FRAGMENTO DE TEXTO:
----

Las bibliotecas imaginarias de Satz no son tan imaginarias, como decimos, y la biografía de su autor nos hace vislumbrar los intereses que influyen en la composición de estas 42 historias. Mario Satz, de segundo apellido Tetelbaum, nació en Coronel Pringles, en la Provincia de Buenos Aires en 1944, en el seno de una familia de origen judío. Tras realizar los estudios secundarios en Argentina, inició numerosos viajes por Sudamérica, Estados Unidos y Europa. Entre 1970 y 1973 vivió en Jerusalén, estudiando la cábala, la Biblia y antropología e historia de Oriente Próximo. En 1977 recibió una beca del gobierno italiano para investigar en Florencia la obra de Giovanni Pico della Mirandola, suponemos también debido a su interés por la cábala. Reside en Barcelona desde 1978, donde se licenció en Filología Hispánica y ha escrito numerosas obras de poesía, novela, literatura infantil y ensayo.

----

Datos de expresiones referenciales:

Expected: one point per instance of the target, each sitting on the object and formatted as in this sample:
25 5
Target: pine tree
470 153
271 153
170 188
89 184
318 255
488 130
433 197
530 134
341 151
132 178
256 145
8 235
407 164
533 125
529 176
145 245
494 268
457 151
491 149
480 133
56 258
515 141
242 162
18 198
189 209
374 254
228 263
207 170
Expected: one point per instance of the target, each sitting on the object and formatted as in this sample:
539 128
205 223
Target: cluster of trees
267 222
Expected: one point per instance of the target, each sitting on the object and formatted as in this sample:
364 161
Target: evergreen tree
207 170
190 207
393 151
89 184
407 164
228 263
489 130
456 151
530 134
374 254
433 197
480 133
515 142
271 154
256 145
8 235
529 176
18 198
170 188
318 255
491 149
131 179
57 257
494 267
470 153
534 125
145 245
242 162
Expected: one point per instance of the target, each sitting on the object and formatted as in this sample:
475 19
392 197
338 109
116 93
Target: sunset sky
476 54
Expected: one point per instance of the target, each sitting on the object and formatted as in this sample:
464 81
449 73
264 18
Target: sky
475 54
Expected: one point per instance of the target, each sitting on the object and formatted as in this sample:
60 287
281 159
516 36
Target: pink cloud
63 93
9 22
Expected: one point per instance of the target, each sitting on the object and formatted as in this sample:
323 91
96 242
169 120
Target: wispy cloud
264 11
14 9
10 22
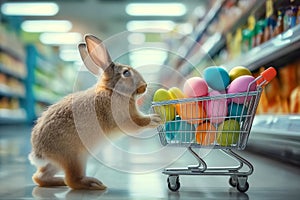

----

TAREA 1: Actualiza el texto sobre Mario Satz desde "Las bibliotecas imaginarias" hasta "infantil y ensayo.", poniendo "Madrid" en lugar de "Barcelona".
TAREA 2: Prolonga el texto sobre Mario Satz a partir de su última oración.
Los registros no guardan relación con el texto.

RESULTADO ESPERADO 1:
Las bibliotecas imaginarias de Satz no son tan imaginarias, como decimos, y la biografía de su autor nos hace vislumbrar los intereses que influyen en la composición de estas 42 historias. Mario Satz, de segundo apellido Tetelbaum, nació en Coronel Pringles, en la Provincia de Buenos Aires en 1944, en el seno de una familia de origen judío. Tras realizar los estudios secundarios en Argentina, inició numerosos viajes por Sudamérica, Estados Unidos y Europa. Entre 1970 y 1973 vivió en Jerusalén, estudiando la cábala, la Biblia y antropología e historia de Oriente Próximo. En 1977 recibió una beca del gobierno italiano para investigar en Florencia la obra de Giovanni Pico della Mirandola, suponemos también debido a su interés por la cábala. Reside en Madrid desde 1978, donde se licenció en Filología Hispánica y ha escrito numerosas obras de poesía, novela, literatura infantil y ensayo.

RESULTADO ESPERADO 2:
Entre sus últimas obras destacan las publicadas en la Editorial Acantilado, como la presente Bibliotecas imaginarias (2021) y también Pequeños paraísos: el espíritu de los jardines (2017) y El alfabeto alado (2019). Al mismo tiempo escribe obras pensadas para un público infantil y juvenil como La pluma (2018) o El camino (2019), publicadas por Akiara Books, pues el autor nos cuenta que desde que cumplió los sesenta «me di cuenta de que había un montón de relatos que quería escribir para niños y adolescentes. En primer lugar, para homenajear a mis padres; y en segundo, porque yo mismo estaba más cerca de mi infancia que cuando era joven, solo que ahora en el camino de vuelta».
Todas sus obras destacan por lo que algunos han llamado poesía en prosa y otros prosa lírica, por contener relatos breves pero intensos. Algunos críticos les recuerda a Calvino por lo exótico, lo variado y singular de sus hallazgos, destacando su erudición pero al mismo tiempo el lenguaje, preciso, sintético y poético. Algunos califican estas últimas obras de Mario Satz como breviarios con muchas lecturas, erudición concentrada y de textos con caricia poética.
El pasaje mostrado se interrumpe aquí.